▶ _Exercise requirements_:
Let the line containing "of the orange" serve as the first line of the answer and the final line of the entries as its last, with every line between copied exactly.

▶ _Data for analysis_:
┄┄┄┄┄┄┄┄┄┄

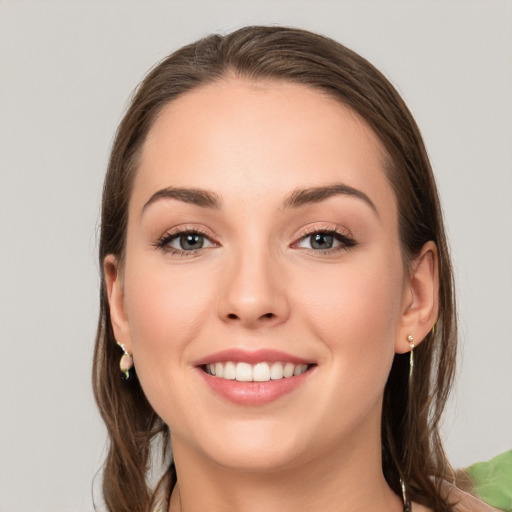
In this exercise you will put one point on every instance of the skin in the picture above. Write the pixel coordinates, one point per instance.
(258, 283)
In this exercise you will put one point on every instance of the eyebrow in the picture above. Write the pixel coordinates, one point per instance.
(199, 197)
(299, 197)
(302, 196)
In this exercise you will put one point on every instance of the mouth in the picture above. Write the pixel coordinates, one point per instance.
(254, 377)
(260, 372)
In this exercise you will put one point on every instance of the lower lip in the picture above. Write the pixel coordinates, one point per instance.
(254, 393)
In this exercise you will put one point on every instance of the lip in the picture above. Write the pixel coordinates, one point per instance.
(253, 393)
(238, 355)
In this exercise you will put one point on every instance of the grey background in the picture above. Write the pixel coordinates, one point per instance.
(67, 69)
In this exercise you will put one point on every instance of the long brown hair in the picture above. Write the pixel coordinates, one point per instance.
(411, 447)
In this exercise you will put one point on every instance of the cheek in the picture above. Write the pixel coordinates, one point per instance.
(355, 310)
(166, 308)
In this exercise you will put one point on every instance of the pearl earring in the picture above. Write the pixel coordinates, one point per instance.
(410, 339)
(126, 363)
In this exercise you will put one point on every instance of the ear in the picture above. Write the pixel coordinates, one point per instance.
(420, 302)
(115, 292)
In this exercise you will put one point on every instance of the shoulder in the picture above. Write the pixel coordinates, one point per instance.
(462, 501)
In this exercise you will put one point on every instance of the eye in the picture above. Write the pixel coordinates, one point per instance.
(184, 242)
(325, 241)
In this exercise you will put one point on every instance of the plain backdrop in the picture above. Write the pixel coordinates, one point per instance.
(67, 69)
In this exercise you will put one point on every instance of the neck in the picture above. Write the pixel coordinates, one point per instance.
(349, 479)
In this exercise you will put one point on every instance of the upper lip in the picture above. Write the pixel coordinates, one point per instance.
(261, 355)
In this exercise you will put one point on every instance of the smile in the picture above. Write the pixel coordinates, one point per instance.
(259, 372)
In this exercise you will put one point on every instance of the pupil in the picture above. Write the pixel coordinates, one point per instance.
(322, 241)
(191, 241)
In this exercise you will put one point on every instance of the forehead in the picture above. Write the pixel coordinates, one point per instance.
(256, 138)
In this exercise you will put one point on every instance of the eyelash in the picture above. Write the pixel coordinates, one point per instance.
(346, 242)
(163, 242)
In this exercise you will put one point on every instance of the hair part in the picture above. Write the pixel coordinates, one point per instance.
(411, 445)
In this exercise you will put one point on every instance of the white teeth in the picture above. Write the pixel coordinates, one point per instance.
(288, 369)
(260, 372)
(276, 371)
(229, 371)
(243, 372)
(301, 368)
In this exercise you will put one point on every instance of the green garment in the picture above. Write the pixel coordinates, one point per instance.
(492, 481)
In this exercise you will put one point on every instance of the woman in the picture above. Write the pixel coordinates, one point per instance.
(276, 287)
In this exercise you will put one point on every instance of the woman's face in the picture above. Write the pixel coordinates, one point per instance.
(262, 240)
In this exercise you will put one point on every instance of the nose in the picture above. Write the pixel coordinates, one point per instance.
(253, 292)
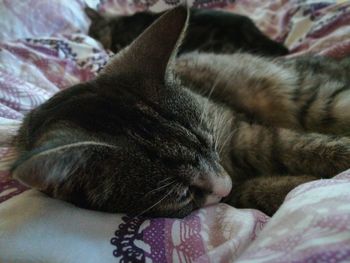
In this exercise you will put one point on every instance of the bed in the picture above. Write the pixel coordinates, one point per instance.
(44, 48)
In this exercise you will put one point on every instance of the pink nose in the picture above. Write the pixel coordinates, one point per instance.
(219, 184)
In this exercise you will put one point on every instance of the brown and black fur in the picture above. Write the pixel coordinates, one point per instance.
(207, 31)
(152, 133)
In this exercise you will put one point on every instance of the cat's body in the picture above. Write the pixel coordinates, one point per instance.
(162, 136)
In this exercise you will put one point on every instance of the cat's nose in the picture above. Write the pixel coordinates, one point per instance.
(218, 185)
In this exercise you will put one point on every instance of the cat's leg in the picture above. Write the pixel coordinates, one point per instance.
(254, 150)
(265, 193)
(310, 94)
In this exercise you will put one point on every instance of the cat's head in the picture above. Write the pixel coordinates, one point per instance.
(133, 140)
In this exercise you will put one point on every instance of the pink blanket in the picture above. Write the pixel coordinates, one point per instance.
(44, 48)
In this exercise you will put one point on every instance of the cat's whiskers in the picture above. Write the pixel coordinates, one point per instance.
(160, 187)
(158, 202)
(229, 137)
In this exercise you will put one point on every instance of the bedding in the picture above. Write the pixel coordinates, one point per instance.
(44, 48)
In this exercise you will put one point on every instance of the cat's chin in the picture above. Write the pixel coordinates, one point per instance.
(212, 199)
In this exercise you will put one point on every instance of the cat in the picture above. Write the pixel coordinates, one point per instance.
(159, 135)
(208, 31)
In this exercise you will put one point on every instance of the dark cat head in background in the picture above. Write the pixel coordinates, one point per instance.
(208, 31)
(132, 140)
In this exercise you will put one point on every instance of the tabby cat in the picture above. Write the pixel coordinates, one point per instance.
(208, 31)
(158, 135)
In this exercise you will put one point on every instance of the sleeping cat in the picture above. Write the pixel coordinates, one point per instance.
(208, 31)
(158, 135)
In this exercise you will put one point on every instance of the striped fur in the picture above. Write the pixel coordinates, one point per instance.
(159, 135)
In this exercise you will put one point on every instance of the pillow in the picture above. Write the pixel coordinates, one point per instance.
(41, 18)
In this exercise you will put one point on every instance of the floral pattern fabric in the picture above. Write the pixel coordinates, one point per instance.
(44, 48)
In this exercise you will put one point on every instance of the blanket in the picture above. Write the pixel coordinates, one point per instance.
(44, 48)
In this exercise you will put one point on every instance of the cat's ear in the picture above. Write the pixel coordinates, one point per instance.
(149, 55)
(93, 14)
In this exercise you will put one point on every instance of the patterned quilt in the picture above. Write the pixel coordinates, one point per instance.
(44, 48)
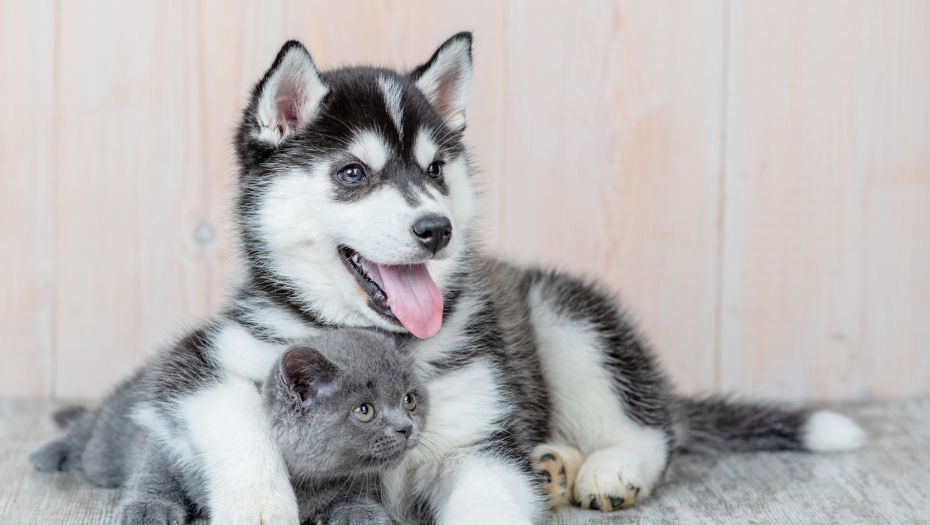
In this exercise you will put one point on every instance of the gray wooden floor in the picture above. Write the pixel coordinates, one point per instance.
(888, 481)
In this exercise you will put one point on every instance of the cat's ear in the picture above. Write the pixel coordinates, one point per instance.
(445, 79)
(289, 95)
(308, 374)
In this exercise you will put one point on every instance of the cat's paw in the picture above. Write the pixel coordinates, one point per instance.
(52, 456)
(152, 513)
(354, 513)
(557, 466)
(610, 479)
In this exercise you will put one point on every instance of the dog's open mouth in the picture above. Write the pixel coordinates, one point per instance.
(402, 293)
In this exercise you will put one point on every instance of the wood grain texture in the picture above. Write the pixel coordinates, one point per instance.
(27, 190)
(885, 482)
(137, 245)
(613, 132)
(827, 223)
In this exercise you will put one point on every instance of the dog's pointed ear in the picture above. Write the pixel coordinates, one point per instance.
(446, 77)
(289, 95)
(308, 374)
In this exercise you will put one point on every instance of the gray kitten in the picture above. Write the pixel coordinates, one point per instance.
(342, 406)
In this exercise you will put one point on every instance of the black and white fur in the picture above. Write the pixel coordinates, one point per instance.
(524, 359)
(310, 398)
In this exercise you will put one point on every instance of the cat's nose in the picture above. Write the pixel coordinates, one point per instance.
(404, 429)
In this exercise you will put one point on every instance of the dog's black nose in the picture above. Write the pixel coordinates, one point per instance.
(433, 231)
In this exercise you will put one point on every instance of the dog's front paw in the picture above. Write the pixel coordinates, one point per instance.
(557, 466)
(610, 479)
(152, 513)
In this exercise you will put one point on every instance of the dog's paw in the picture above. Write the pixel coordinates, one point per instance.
(557, 466)
(152, 513)
(52, 456)
(610, 479)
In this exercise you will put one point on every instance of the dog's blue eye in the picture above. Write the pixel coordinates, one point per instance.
(352, 175)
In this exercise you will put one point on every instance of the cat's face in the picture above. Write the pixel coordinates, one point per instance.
(345, 404)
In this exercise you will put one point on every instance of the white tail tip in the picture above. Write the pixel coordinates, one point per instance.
(828, 431)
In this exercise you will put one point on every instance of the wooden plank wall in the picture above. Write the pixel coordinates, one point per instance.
(753, 176)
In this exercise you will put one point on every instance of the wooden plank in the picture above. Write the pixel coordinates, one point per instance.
(613, 133)
(147, 108)
(27, 189)
(827, 229)
(885, 482)
(403, 34)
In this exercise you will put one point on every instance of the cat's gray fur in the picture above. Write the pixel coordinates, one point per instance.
(309, 396)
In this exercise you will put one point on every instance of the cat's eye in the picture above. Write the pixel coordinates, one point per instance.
(410, 402)
(435, 170)
(351, 175)
(364, 412)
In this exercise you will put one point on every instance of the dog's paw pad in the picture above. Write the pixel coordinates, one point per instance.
(550, 467)
(608, 481)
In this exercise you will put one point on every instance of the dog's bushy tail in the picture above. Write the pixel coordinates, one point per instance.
(715, 424)
(66, 416)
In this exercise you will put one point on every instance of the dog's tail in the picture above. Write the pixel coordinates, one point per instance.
(715, 424)
(66, 416)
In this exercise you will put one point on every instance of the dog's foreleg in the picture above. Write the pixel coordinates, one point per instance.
(247, 480)
(488, 490)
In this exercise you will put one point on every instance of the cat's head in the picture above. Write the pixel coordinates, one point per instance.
(345, 402)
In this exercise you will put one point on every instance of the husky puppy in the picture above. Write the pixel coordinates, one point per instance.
(342, 407)
(357, 207)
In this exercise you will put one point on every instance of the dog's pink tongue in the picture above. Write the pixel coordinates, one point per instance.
(415, 298)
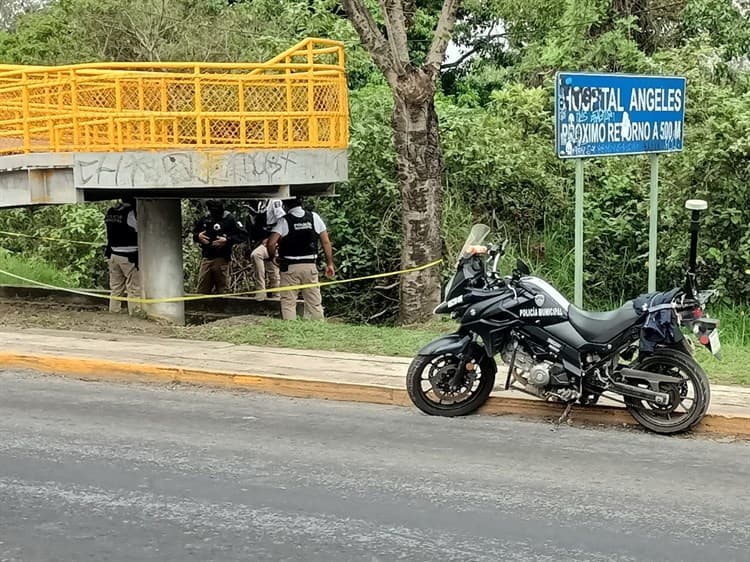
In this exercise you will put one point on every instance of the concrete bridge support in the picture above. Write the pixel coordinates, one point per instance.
(160, 246)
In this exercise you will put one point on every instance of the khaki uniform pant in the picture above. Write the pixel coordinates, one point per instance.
(301, 274)
(264, 265)
(124, 277)
(213, 273)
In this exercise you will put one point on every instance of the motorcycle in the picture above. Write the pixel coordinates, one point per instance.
(636, 355)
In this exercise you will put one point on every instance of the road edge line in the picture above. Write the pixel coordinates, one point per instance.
(85, 368)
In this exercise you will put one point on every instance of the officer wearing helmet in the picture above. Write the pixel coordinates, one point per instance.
(217, 232)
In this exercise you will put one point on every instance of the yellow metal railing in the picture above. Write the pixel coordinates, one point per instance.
(296, 100)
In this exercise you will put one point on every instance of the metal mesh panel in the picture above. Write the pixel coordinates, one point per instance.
(296, 99)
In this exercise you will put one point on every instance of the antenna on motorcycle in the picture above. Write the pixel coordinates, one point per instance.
(696, 206)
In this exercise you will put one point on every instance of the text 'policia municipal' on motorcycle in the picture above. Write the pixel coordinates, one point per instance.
(636, 354)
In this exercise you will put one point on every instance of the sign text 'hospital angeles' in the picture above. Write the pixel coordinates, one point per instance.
(611, 114)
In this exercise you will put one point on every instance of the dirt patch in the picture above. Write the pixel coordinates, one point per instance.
(44, 314)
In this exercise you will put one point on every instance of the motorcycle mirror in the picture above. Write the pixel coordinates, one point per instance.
(696, 205)
(522, 268)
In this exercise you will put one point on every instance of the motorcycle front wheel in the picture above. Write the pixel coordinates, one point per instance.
(690, 394)
(436, 388)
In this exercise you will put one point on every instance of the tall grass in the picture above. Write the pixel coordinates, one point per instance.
(31, 268)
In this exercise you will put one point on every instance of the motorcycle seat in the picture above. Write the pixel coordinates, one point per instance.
(601, 327)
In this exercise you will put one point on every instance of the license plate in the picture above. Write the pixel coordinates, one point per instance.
(713, 340)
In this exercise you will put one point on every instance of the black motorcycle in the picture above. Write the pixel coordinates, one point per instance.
(636, 355)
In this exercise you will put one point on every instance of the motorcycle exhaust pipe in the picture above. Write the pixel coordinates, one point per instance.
(660, 398)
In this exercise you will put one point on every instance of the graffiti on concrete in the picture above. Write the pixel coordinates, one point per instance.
(178, 169)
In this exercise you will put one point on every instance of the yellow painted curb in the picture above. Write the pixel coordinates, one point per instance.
(105, 370)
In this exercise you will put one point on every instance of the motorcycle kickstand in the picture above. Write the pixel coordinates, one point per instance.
(564, 416)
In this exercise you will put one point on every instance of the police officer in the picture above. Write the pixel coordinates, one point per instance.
(216, 233)
(268, 214)
(295, 240)
(122, 254)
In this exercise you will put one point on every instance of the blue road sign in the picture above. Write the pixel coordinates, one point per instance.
(618, 114)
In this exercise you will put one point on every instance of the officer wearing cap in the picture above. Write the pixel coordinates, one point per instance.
(294, 240)
(122, 254)
(217, 233)
(267, 215)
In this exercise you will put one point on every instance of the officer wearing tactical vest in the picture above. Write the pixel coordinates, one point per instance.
(122, 254)
(217, 233)
(295, 240)
(266, 216)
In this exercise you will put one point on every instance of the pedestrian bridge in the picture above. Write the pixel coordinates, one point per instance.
(161, 132)
(175, 130)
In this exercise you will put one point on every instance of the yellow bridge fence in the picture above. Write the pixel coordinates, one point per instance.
(295, 100)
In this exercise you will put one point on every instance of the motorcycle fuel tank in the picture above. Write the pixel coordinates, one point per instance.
(545, 304)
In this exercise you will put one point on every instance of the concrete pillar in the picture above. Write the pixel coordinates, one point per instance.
(160, 247)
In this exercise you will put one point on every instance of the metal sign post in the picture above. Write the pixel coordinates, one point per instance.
(653, 220)
(578, 298)
(615, 115)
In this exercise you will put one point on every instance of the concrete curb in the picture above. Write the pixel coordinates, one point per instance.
(104, 370)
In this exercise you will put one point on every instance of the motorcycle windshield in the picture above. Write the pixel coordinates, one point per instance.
(476, 236)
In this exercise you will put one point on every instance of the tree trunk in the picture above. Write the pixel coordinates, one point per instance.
(420, 164)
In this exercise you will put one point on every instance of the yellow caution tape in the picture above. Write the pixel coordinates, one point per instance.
(203, 297)
(19, 235)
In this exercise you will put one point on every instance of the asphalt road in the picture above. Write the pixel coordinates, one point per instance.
(95, 471)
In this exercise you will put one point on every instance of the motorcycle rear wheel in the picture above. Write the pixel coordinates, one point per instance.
(428, 371)
(691, 387)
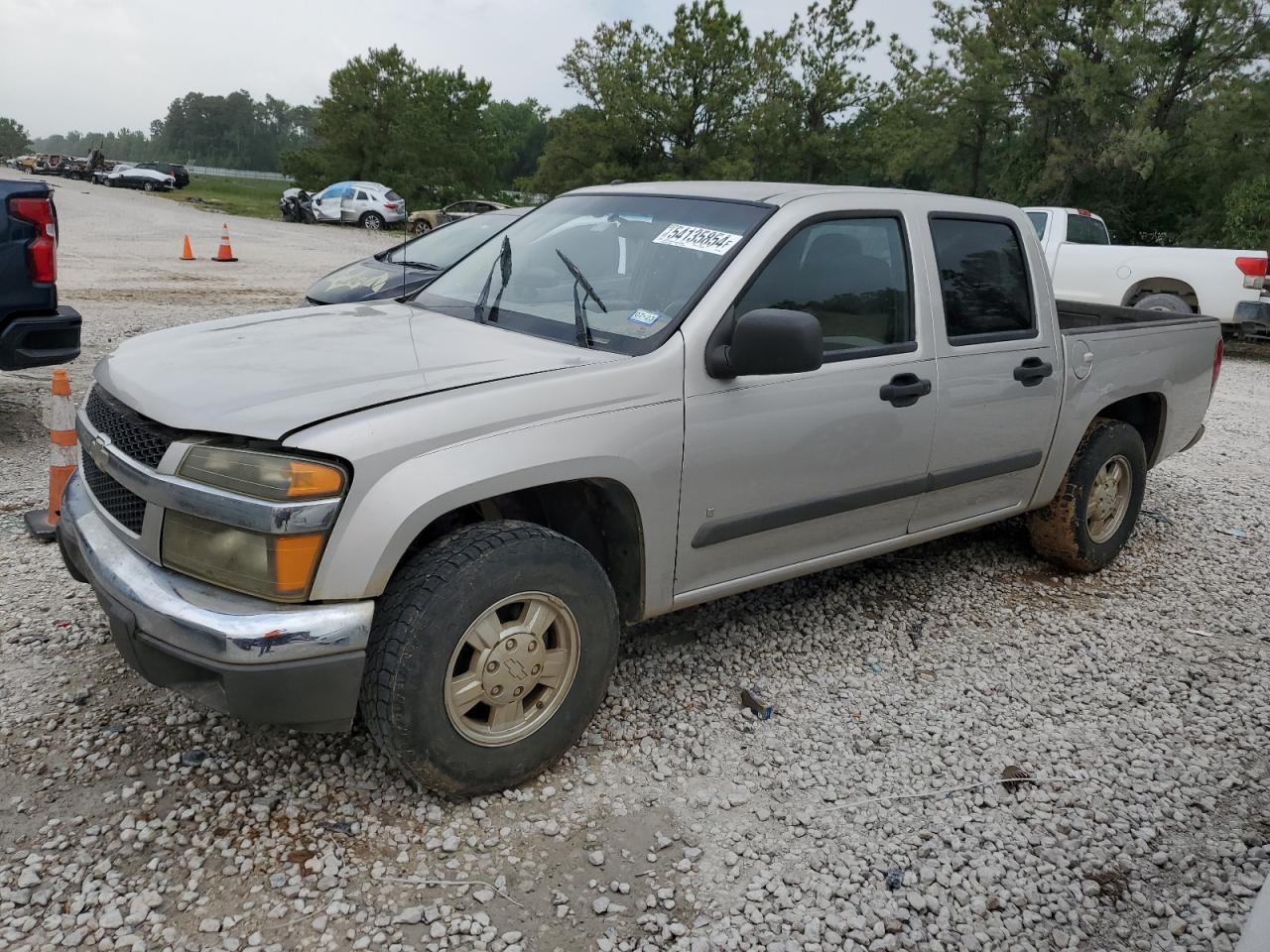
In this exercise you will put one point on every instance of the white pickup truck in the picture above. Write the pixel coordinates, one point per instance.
(1084, 266)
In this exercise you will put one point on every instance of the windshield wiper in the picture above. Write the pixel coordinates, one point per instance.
(579, 303)
(504, 264)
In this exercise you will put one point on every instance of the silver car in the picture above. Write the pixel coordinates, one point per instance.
(366, 203)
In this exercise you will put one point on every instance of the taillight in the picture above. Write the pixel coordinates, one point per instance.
(41, 250)
(1252, 267)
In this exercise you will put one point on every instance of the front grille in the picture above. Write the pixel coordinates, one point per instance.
(131, 433)
(127, 508)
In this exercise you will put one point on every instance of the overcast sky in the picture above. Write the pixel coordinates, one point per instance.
(99, 64)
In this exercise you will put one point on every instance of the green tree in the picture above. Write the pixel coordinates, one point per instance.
(1247, 214)
(520, 131)
(675, 104)
(808, 79)
(422, 132)
(13, 137)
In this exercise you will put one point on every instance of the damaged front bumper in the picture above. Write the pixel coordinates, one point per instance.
(255, 660)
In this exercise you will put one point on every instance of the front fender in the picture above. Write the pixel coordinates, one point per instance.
(642, 448)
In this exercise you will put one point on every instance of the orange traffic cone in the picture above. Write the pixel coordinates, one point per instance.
(60, 420)
(225, 253)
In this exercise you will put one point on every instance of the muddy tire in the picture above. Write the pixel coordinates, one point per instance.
(1091, 518)
(490, 652)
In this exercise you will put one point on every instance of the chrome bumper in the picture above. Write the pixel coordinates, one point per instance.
(257, 660)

┄┄┄┄┄┄┄┄┄┄

▶ _Reply_:
In this exercise you will put one point on every instance of the orange traffic cone in the picture above. Write the pixel coordinates, one point per instance.
(60, 420)
(225, 253)
In this exercise you will put one point on every instance of the muddy tire in the picture above. Write the pixel coordinates, one point per instance.
(1091, 518)
(490, 652)
In this exercise you will put one point on every instance of the chrome bumper in the picture above. Write the pixel coordinates, one point per instance.
(257, 660)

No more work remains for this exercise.